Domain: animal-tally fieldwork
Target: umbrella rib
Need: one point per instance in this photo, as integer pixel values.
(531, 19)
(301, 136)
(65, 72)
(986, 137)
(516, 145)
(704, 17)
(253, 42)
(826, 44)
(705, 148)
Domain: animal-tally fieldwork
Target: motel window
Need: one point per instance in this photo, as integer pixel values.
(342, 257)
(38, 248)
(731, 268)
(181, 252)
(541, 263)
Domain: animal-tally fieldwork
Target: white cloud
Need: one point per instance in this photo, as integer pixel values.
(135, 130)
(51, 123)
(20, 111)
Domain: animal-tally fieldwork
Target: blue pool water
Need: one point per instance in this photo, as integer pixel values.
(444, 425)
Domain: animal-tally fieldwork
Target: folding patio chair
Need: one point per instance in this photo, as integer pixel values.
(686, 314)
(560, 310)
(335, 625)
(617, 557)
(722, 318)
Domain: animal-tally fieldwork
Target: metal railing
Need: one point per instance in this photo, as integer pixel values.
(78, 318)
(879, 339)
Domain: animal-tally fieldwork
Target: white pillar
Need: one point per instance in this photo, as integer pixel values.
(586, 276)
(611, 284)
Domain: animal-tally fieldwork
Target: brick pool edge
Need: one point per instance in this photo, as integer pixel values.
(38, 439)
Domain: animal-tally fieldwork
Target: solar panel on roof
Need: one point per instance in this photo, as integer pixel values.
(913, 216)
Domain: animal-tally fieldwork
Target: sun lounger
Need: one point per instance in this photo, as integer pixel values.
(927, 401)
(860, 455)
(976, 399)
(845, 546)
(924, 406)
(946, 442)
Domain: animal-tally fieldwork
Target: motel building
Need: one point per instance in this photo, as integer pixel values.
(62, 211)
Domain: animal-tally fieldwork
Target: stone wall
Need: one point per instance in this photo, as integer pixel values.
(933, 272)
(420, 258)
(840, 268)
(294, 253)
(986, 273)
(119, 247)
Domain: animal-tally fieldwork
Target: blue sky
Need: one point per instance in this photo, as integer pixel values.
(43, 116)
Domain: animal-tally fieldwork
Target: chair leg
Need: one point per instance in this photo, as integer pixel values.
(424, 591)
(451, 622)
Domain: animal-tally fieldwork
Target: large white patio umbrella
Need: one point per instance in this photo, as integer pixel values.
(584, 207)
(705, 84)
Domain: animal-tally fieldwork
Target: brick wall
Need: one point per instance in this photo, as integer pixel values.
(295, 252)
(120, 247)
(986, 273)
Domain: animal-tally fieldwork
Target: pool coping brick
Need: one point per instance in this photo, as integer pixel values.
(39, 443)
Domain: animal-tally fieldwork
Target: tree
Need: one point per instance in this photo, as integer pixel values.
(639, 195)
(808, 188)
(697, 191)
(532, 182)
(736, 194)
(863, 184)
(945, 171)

######

Aim of the exercise ▸ Extract every line of the records above that contains the string "motel", treating uppercase and lowercase letters as distinct.

The reply ▸
Target: motel window
Target: motel building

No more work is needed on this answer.